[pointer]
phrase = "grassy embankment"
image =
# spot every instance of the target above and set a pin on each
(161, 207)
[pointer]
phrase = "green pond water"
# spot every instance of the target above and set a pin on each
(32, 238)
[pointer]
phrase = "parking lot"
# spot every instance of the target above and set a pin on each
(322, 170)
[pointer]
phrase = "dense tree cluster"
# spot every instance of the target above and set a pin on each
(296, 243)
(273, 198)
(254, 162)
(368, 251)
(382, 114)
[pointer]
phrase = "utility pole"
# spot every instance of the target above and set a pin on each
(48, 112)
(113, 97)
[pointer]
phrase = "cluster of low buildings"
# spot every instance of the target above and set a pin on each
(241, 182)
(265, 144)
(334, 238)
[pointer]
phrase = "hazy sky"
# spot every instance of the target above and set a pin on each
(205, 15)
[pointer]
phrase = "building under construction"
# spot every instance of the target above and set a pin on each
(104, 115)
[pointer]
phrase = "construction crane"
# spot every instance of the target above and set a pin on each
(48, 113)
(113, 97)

==

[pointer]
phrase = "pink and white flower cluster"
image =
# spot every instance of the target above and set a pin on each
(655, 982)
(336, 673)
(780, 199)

---

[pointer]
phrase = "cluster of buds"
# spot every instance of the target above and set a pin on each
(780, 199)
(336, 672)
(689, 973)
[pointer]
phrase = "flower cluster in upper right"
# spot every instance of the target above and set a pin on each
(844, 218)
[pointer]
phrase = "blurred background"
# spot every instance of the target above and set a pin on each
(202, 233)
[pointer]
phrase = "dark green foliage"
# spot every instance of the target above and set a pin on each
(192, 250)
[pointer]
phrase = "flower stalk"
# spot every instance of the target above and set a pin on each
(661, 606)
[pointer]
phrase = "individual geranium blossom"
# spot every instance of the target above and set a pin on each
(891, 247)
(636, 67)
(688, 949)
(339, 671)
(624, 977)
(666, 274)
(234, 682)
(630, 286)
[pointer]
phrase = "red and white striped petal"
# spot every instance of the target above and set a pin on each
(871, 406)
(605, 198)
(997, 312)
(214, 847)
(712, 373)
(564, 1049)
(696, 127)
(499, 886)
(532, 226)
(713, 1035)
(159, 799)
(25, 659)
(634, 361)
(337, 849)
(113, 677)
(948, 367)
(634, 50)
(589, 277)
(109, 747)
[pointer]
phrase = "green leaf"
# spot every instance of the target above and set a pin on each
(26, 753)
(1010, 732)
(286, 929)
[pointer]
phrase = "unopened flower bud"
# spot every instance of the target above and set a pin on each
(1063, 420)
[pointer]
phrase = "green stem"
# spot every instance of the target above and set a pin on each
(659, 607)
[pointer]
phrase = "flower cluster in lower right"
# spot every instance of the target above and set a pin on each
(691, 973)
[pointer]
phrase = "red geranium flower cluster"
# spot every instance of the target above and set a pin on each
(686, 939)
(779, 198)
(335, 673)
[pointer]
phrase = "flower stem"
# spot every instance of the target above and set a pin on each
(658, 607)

[Exercise brief]:
Locate every line in the data above that contains the word "construction" and copy each of those lines in full.

[The completed task]:
phrase = "building under construction"
phrase = "construction crane"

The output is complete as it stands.